# [WHAT YOU ARE ASKED TO DO]
Scan the entries below. Report each line where the string "this" occurs.

# [EXERCISE DATA]
┌──

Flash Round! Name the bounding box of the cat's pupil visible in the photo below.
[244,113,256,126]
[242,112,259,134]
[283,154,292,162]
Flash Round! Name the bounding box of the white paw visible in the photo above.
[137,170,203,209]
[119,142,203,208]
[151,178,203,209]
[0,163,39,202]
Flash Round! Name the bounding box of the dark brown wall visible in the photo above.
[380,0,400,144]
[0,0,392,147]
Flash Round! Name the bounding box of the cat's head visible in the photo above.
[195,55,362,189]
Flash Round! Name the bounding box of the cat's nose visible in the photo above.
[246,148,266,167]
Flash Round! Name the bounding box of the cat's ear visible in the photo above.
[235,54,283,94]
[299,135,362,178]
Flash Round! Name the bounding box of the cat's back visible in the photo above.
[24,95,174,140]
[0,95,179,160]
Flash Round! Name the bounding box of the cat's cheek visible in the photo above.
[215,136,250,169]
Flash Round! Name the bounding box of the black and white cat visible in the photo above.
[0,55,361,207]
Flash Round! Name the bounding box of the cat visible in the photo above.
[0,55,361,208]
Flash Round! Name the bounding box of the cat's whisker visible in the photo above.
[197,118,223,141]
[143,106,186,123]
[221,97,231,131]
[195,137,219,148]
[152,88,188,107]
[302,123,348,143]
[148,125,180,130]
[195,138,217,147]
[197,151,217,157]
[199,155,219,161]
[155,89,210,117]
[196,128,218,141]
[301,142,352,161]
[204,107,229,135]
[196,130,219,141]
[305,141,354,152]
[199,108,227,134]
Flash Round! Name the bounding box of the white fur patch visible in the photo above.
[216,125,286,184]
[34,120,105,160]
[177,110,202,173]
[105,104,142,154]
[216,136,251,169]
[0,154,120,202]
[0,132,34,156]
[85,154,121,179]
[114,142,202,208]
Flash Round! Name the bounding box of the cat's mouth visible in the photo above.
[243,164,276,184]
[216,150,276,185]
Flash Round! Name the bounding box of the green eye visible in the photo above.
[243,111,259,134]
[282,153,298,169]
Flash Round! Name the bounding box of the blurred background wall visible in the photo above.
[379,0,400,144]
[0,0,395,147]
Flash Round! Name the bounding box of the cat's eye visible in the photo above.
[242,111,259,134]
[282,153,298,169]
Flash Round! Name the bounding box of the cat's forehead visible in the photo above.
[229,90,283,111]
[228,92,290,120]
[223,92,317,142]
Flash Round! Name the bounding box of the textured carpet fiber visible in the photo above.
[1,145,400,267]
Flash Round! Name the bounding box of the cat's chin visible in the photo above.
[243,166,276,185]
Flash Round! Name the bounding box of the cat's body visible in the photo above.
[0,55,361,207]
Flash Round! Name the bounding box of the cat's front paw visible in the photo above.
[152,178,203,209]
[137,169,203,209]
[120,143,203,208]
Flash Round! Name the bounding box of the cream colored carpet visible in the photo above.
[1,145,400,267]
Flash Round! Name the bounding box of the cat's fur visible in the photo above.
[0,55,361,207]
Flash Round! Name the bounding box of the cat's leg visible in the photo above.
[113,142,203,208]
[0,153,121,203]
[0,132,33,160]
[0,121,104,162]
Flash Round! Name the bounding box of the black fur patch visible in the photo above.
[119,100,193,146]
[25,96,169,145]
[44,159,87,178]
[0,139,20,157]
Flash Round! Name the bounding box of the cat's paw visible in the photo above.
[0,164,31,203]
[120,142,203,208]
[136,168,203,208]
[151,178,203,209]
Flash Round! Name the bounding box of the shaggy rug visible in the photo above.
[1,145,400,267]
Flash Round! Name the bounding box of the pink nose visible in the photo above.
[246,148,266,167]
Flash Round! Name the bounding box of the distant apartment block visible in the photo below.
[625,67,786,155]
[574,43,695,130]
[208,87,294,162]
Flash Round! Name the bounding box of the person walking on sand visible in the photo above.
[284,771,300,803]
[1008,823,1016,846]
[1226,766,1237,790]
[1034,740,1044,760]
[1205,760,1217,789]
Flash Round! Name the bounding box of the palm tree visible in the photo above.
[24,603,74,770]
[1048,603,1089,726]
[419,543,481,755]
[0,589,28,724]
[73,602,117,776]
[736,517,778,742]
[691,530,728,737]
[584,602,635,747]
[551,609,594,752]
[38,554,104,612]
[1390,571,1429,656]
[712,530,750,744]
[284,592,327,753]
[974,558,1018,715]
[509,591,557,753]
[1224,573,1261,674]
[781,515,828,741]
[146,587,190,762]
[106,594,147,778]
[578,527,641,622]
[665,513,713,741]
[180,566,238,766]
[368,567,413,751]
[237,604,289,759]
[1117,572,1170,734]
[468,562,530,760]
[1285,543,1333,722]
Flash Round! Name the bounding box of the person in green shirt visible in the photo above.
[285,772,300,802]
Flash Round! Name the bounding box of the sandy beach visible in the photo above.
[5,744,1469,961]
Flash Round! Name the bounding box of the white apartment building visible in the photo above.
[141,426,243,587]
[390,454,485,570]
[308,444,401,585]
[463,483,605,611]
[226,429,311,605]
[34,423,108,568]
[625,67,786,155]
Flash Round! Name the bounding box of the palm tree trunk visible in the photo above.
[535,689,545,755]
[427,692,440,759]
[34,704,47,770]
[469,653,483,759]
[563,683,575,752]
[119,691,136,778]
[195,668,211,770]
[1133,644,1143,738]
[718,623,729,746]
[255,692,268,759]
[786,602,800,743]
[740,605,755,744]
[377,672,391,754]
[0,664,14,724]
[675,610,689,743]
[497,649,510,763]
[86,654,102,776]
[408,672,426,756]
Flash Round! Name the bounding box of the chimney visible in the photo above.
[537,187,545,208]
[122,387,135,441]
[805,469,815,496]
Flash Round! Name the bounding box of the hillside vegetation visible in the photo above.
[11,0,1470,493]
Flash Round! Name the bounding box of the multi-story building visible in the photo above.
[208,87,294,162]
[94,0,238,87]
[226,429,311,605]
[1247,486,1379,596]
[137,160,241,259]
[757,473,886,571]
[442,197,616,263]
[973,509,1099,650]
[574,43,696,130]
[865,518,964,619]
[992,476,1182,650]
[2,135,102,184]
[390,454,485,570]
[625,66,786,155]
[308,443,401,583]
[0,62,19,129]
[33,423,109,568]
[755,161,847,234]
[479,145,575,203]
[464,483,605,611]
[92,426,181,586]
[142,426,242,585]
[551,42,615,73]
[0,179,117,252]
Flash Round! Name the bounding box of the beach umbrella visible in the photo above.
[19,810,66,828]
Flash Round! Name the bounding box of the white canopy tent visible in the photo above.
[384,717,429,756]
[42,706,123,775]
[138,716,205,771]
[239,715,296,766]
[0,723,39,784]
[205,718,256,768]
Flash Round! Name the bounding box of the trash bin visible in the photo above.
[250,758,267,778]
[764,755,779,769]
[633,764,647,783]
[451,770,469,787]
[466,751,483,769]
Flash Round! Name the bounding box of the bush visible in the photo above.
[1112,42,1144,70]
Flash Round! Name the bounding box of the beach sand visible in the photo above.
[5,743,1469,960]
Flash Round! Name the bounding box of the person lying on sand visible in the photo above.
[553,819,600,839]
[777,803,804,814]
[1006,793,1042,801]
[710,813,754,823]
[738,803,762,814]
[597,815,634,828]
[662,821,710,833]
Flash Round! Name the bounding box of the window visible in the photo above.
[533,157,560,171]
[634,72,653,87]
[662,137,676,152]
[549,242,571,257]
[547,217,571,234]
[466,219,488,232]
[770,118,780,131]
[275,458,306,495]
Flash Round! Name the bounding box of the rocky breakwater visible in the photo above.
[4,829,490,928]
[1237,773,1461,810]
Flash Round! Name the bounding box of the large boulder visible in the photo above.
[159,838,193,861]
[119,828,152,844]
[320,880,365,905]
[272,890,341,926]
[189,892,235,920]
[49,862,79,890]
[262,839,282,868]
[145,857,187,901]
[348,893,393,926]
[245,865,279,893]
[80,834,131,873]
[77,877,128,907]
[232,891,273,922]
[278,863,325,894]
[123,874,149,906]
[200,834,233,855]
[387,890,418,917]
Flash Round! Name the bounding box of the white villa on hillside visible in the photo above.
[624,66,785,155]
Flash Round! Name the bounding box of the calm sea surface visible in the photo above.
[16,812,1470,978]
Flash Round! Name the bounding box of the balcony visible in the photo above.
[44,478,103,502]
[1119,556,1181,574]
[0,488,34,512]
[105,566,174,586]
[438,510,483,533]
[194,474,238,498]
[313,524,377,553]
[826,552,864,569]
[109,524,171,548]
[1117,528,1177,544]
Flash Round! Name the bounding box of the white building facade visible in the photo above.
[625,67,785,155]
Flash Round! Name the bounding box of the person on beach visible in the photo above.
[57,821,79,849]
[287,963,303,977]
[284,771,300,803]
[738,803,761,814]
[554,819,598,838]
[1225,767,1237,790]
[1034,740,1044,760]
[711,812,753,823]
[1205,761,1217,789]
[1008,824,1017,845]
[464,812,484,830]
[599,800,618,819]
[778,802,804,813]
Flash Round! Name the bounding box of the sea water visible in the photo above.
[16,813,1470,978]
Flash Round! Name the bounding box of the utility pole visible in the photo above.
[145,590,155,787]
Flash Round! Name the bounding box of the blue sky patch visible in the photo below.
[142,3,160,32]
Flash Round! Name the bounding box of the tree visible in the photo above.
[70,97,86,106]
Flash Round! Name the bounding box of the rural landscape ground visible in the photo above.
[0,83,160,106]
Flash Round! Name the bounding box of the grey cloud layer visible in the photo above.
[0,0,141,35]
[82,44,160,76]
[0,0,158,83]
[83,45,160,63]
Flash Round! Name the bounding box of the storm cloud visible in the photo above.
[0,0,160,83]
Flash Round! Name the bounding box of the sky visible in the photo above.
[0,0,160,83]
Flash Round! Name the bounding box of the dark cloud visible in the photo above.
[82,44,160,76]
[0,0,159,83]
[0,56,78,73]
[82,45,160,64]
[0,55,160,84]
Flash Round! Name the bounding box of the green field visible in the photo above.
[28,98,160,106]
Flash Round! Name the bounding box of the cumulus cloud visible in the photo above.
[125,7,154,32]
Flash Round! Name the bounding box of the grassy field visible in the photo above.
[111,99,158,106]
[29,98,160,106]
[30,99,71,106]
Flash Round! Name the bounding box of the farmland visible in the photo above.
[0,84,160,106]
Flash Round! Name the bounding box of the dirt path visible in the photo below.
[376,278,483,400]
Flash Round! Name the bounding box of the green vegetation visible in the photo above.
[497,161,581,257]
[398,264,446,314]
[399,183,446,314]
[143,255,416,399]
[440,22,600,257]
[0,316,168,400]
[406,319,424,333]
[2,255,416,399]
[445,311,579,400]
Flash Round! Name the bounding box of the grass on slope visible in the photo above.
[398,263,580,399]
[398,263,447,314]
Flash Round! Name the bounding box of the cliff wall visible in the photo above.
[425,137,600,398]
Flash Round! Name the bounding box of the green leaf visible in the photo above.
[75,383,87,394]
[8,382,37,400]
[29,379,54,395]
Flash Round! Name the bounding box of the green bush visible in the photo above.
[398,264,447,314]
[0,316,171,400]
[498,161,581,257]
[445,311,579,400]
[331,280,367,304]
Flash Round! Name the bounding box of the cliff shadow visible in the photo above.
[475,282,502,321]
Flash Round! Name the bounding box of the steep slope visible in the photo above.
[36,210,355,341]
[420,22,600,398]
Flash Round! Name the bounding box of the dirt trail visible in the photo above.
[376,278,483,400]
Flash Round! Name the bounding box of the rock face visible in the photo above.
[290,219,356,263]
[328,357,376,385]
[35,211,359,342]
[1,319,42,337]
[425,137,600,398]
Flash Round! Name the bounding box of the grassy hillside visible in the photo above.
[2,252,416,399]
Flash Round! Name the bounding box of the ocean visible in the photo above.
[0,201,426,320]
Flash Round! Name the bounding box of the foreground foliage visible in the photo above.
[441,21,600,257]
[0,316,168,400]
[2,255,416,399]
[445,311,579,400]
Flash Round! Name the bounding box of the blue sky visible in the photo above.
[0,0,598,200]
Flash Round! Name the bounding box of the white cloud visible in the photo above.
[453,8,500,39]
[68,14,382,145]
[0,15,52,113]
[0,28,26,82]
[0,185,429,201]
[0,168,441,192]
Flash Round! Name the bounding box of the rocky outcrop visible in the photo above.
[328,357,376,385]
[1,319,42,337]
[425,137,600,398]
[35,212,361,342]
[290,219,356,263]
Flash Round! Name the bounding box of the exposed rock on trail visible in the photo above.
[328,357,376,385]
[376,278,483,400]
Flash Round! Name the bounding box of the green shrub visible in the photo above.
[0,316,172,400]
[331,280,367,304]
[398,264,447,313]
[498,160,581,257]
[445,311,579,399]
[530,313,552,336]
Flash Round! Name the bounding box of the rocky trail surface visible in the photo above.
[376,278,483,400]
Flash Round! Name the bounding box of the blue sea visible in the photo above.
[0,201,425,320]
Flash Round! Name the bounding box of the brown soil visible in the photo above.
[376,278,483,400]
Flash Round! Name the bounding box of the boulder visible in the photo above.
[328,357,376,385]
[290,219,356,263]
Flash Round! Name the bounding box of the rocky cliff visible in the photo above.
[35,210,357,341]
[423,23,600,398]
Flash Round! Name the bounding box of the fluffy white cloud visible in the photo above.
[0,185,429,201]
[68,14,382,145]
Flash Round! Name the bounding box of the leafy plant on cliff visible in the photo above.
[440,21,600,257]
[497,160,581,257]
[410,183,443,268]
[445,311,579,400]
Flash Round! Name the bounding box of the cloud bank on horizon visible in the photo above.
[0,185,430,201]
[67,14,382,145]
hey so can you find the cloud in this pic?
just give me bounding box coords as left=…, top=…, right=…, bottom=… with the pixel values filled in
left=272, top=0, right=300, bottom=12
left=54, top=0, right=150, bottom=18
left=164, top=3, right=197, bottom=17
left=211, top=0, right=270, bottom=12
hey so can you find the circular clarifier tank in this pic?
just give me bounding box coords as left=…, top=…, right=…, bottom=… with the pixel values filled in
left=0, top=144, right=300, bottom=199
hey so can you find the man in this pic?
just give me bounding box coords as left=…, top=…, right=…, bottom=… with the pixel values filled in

└──

# [THE ANSWER]
hey so can you find the cloud in this pic?
hey so can you find the circular clarifier tank in this pic?
hey so can you find the man in this pic?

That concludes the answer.